Exercise »
Please repeat the lines of the records below word for word, leaving out the pictures.
# START OF Input
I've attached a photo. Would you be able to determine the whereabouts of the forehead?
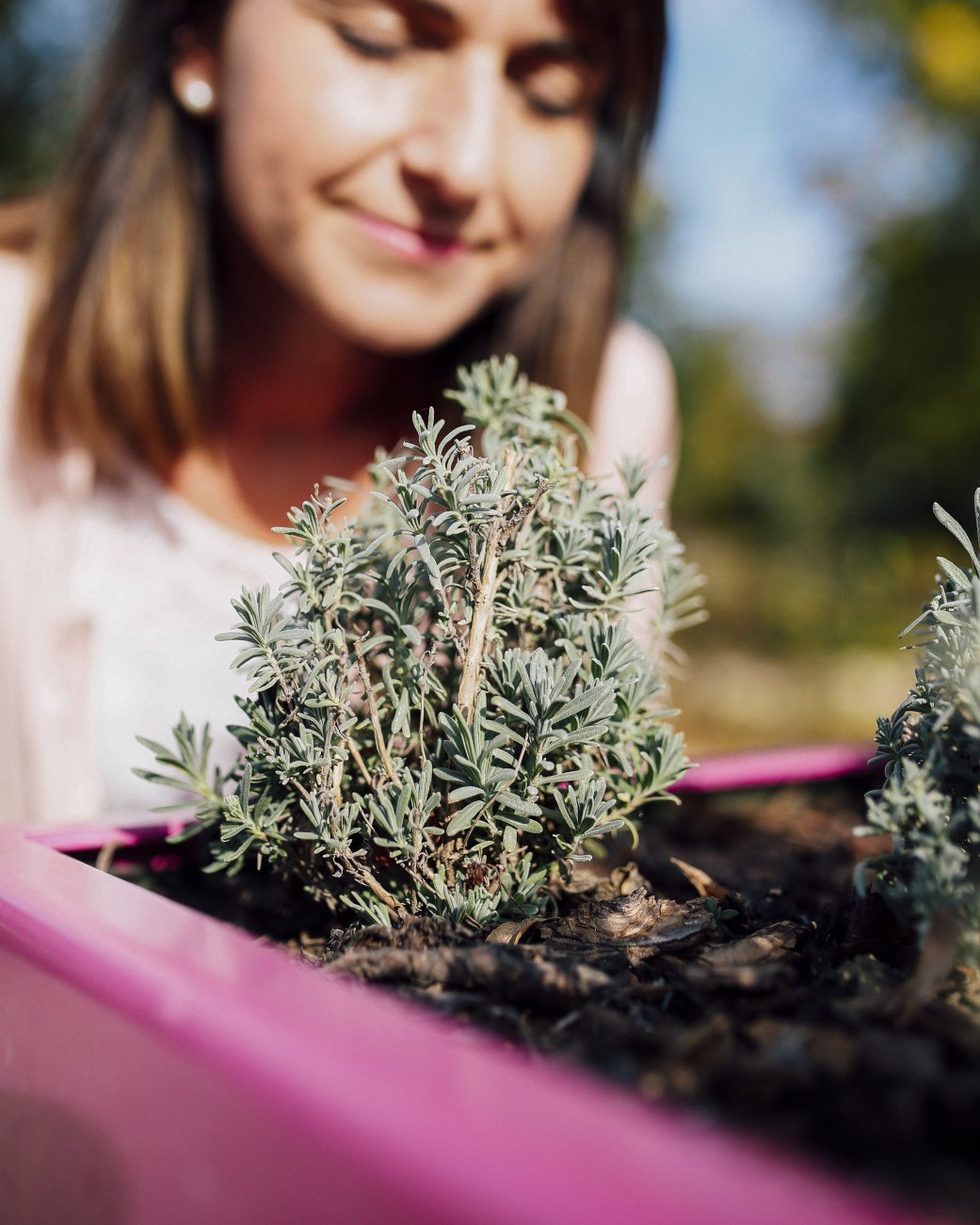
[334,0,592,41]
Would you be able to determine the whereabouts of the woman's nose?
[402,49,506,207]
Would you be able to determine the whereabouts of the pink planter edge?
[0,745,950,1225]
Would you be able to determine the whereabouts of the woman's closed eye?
# END OF Input
Solution to this task »
I've attached a photo. Would you be able to determine the whereabouts of the forehead?
[334,0,592,41]
Would you be able to determine the whereabouts of the woman's nose?
[402,49,506,207]
Would you be able to determine the whereabouts of the pink planter edge?
[0,745,950,1225]
Would you be able to determine the whereabouts of the woman's closed eye?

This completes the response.